+++ Supplied material

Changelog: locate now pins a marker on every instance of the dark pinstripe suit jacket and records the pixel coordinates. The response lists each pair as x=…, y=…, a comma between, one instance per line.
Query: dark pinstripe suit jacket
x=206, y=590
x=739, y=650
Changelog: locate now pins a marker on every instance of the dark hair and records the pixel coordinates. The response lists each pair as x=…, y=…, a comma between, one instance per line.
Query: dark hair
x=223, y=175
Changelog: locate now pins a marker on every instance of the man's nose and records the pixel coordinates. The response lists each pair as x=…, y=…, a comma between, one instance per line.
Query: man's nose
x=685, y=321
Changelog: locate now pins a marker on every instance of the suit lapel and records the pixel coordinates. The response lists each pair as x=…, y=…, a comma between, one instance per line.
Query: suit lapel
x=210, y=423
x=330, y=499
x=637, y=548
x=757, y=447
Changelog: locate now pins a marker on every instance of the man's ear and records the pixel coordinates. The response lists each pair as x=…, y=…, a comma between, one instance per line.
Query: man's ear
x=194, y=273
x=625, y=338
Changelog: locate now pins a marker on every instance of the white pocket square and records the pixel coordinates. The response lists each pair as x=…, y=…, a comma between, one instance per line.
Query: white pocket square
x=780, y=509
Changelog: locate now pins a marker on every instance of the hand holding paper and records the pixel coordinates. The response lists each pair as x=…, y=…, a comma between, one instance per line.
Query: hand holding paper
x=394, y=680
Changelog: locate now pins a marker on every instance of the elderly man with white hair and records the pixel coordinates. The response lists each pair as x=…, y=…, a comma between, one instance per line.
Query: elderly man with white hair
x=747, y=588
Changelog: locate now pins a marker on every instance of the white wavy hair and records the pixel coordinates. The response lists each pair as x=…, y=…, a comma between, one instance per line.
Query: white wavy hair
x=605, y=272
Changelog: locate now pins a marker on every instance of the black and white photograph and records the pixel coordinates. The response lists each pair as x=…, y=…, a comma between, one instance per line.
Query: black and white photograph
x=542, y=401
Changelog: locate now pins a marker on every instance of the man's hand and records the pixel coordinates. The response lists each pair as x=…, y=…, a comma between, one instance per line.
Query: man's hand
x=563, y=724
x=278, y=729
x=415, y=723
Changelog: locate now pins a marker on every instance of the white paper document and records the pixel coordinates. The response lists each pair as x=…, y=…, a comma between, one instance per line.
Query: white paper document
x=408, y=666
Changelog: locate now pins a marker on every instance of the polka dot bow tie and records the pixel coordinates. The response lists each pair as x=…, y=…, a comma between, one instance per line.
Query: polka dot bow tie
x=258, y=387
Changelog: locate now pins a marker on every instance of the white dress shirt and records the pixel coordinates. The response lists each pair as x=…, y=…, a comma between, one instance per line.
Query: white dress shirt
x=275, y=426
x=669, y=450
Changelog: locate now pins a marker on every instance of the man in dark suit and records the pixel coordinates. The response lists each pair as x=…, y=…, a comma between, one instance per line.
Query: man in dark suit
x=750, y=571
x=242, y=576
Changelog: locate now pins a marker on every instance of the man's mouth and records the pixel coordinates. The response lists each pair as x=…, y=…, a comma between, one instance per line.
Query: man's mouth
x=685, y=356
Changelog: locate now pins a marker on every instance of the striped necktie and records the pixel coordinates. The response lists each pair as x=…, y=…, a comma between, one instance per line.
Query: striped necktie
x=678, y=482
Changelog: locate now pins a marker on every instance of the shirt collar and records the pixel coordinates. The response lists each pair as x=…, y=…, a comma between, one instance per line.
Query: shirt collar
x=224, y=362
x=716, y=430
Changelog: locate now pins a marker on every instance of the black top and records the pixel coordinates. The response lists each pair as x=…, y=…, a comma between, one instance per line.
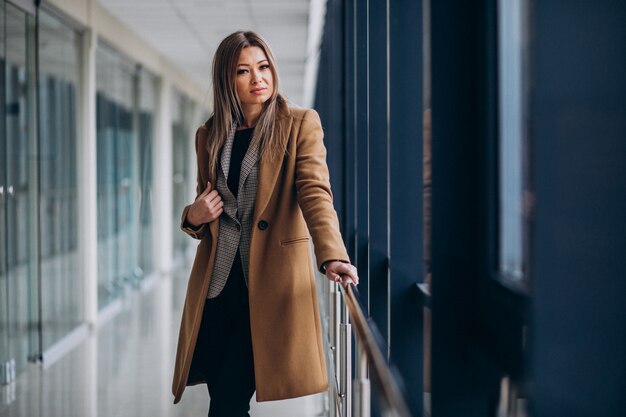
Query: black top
x=240, y=147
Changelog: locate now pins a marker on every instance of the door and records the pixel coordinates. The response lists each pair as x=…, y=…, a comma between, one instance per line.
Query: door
x=19, y=312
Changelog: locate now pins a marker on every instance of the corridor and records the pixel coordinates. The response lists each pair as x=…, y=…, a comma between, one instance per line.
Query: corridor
x=124, y=369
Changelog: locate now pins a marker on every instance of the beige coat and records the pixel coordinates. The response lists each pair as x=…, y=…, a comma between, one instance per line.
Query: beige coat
x=294, y=198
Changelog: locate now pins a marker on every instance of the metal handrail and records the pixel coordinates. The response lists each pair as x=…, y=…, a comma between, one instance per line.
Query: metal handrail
x=370, y=359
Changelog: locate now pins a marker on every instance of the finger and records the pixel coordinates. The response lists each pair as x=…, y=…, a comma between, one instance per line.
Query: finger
x=212, y=195
x=214, y=208
x=332, y=276
x=206, y=191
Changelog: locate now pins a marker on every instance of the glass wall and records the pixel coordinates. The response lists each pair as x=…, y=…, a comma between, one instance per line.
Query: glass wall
x=62, y=286
x=147, y=99
x=19, y=331
x=116, y=172
x=126, y=105
x=182, y=142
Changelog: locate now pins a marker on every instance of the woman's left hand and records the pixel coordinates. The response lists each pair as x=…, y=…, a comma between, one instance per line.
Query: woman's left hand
x=341, y=272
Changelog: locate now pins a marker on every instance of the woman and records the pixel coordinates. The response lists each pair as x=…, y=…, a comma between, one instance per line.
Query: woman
x=251, y=320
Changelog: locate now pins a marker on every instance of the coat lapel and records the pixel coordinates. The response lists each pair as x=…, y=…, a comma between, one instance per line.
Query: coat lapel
x=268, y=174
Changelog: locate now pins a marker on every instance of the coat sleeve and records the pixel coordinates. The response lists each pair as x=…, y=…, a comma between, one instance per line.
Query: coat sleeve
x=314, y=194
x=201, y=231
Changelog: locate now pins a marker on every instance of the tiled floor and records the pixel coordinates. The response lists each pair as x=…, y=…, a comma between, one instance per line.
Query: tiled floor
x=124, y=369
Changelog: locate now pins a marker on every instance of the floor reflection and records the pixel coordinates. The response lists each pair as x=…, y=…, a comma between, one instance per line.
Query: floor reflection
x=124, y=369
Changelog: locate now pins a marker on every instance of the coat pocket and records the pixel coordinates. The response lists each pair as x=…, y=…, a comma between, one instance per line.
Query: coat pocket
x=294, y=240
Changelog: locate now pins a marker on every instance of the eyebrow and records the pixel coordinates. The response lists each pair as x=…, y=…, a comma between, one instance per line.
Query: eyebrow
x=247, y=65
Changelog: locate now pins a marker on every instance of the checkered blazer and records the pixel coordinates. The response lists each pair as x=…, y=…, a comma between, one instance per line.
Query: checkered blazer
x=235, y=227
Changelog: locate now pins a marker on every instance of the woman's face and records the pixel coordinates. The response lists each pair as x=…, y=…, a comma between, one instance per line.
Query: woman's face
x=254, y=80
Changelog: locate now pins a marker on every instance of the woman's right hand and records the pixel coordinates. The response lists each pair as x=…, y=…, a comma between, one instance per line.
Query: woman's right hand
x=207, y=207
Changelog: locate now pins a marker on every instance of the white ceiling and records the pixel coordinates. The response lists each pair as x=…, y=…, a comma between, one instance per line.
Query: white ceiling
x=188, y=31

++++++

** Work order **
Keep the pictures out of your copy, and repeat every entry above exactly.

** Response **
Changelog: locate now pins a marker on every instance of the dark pinstripe suit jacket and records the pixel coordinates. The response lists each pair as x=…, y=…, a comma between, one instance per line.
Query: dark pinstripe suit jacket
x=206, y=590
x=739, y=650
Changelog: locate now pins a marker on every instance of the dark hair and records the pixel coordinates. The response lists each pair as x=…, y=…, a comma between, one instance per line.
Query: dark hair
x=223, y=175
Changelog: locate now pins a marker on every instance of the man's nose and records the pixel coordinates. The response lists each pair as x=…, y=…, a comma between, one instance per line.
Query: man's nose
x=685, y=321
Changelog: locate now pins a marker on every instance of the suit lapel and records the pixel coordinates. The response lists each pair as x=…, y=…, a comma between, one instance per line.
Query: suit lapel
x=210, y=423
x=330, y=499
x=637, y=548
x=757, y=447
Changelog: locate now pins a marker on every instance of the man's ear and records the pixel coordinates. The response lists each pair as x=…, y=…, a comma between, one instance per line.
Query: man's ear
x=194, y=273
x=625, y=338
Changelog: locate now pins a marker on every instance of the white pocket square and records the pixel coordinates. The response lists each pair as x=…, y=…, a comma between, one instance per line.
Query: white pocket square
x=780, y=509
Changelog: locate now pins a marker on every instance of the hand holding paper and records the pixel coordinates. The response lists each pair as x=…, y=…, a comma between, one instance per line.
Query: hand holding paper
x=394, y=680
Changelog: locate now pins a marker on every instance of the elderly man with white hair and records the pixel coordinates. The response lists each pair as x=…, y=…, a comma between, one instance per line.
Query: elderly man with white hair
x=747, y=588
Changelog: locate now pins a marker on every instance of the white wavy hair and records the pixel coordinates. The response lists each pair as x=…, y=…, a comma between, one instance per line.
Query: white wavy hair
x=605, y=272
Changelog: locate now pins a marker on every instance of the black and white photograph and records the pixel coordinates. The response lists each pair as x=…, y=…, a comma between, one instance per line.
Query: black and white photograph
x=542, y=401
Changelog: locate now pins a marker on every instance of the man's hand and records the pixel coordinates. The response lists each pair as x=…, y=…, a comma between, one instance per line.
Query: man's hand
x=563, y=724
x=278, y=729
x=415, y=723
Changelog: locate now pins a marker on every instance of the white paper document and records the pixel coordinates. The response lists each pair as x=…, y=…, a comma between, one instance per line.
Query: white paper document
x=408, y=666
Changelog: locate now pins a marker on every instance of the polka dot bow tie and records the pixel coordinates. The response lists each pair as x=…, y=…, a comma between, one instance per line.
Query: polka dot bow tie
x=258, y=387
Changelog: locate now pins a marker on every instance of the white dress shirt and records the pixel coordinates. The response lists each pair as x=…, y=…, a comma between, one instance per line.
Query: white dress shirt
x=275, y=426
x=669, y=450
Changelog: locate now pins a marker on every instance of the man in dark suit and records the pixel coordinates. The response lists each pair as x=…, y=…, a comma between, one instance per line.
Query: man in dark suit
x=750, y=571
x=242, y=576
Changelog: locate now pins a marker on every instance of the man's mouth and records the pixel coordinates. The response lists each pair as x=…, y=…, a comma between, one instance per line.
Query: man's mouth
x=685, y=356
Changelog: locate now pins a marker on every instance of the striped necktie and records the pixel coordinates. The response lists each pair as x=…, y=…, a comma between, one instance per line.
Query: striped necktie
x=678, y=482
Changelog: locate now pins a marker on every instance of the shirt collar and records the pixel coordinates. The response lists each pair as x=…, y=…, a comma between, one instance per line.
Query: shirt collar
x=224, y=362
x=716, y=430
Changelog: locate now pins a marker on every instance of the black top and records the pixel coordinates. The response lists each pair as x=…, y=…, a comma between, one instance per line.
Query: black top
x=240, y=147
Changelog: locate now pins a marker on every instance of the door and records the pixel coordinates. The response lists each pair as x=…, y=…, a comma between, one instance per line.
Query: door
x=19, y=312
Changelog: locate now pins a marker on every instance of the corridor and records the pixel coordinates. The response lists each pair as x=…, y=…, a comma between, one instance per line.
Query: corridor
x=124, y=369
Changelog: locate now pins a marker on every instance of the beige coat and records the pixel coordinates. The response lists each pair as x=…, y=…, a comma between, one instance per line.
Query: beige coat
x=294, y=198
Changelog: locate now pins a marker on every instance of the metal handrail and records the pixel coordinates. The response lists each pair as x=…, y=…, a comma between, one instance per line.
Query: metal handrail
x=370, y=359
Changelog: locate now pins a marker on every instance of the finger and records the pixel coordinates. The response lists each pair as x=…, y=…, a comma between, one instance per line.
Query: finger
x=212, y=195
x=214, y=208
x=332, y=276
x=206, y=191
Changelog: locate now pins a marker on every instance of the glass wall and records the pixel coordinates. The response lists each pair as x=…, y=…, a comma between, one instance per line.
Query: glass wall
x=62, y=286
x=147, y=99
x=19, y=331
x=116, y=172
x=126, y=105
x=182, y=142
Changelog: locate now pins a marker on every instance of the woman's left hand and records the pixel coordinates. The response lists each pair as x=…, y=…, a comma between, one instance per line.
Query: woman's left hand
x=341, y=272
Changelog: locate now pins a marker on every instance of the woman and records the pixel coordinates. The response lists each pair as x=…, y=…, a comma between, one instance per line.
Query: woman
x=251, y=320
Changelog: locate now pins a marker on every instance of the coat lapel and records the pixel coordinates. The response lists each pair as x=…, y=…, a comma between, one instance per line.
Query: coat lapel
x=268, y=174
Changelog: locate now pins a marker on every instance of the coat sleeve and records the pixel coordinates. The response lists each pair as x=…, y=…, a comma between, one instance per line.
Query: coat sleeve
x=314, y=194
x=201, y=231
Changelog: locate now pins a marker on every instance of the tiled floor and records the pixel coordinates. The response lists each pair as x=…, y=…, a comma between, one instance per line.
Query: tiled floor
x=124, y=369
Changelog: locate now pins a marker on every instance of the floor reflection and records the pixel coordinates. The response lists each pair as x=…, y=…, a comma between, one instance per line.
Query: floor reflection
x=124, y=369
Changelog: locate now pins a marker on every instance of the coat pocket and records the pixel coordinates. The response lists each pair as x=…, y=…, a comma between, one instance per line.
Query: coat pocket
x=294, y=240
Changelog: locate now pins a marker on every instance of the eyebrow and records the pixel coordinates. The response lists each pair as x=…, y=…, a comma between, one instance per line.
Query: eyebrow
x=247, y=65
Changelog: locate now pins a marker on every instance of the checkered blazer and records the pixel coordinates. The response lists each pair as x=…, y=…, a comma between, one instance per line.
Query: checkered blazer
x=235, y=227
Changelog: locate now pins a marker on every instance of the woman's face and records the pixel coordinates. The response lists each pair as x=…, y=…, a comma between, one instance per line.
Query: woman's face
x=254, y=80
Changelog: locate now pins a marker on every instance of the woman's right hand and records the pixel coordinates. The response lists each pair as x=…, y=…, a comma between, one instance per line.
Query: woman's right hand
x=207, y=207
Changelog: locate now pins a marker on every instance of the white ceiling and records the pixel coordinates. The response lists each pair as x=…, y=…, a comma between, one instance per line.
Query: white ceiling
x=188, y=31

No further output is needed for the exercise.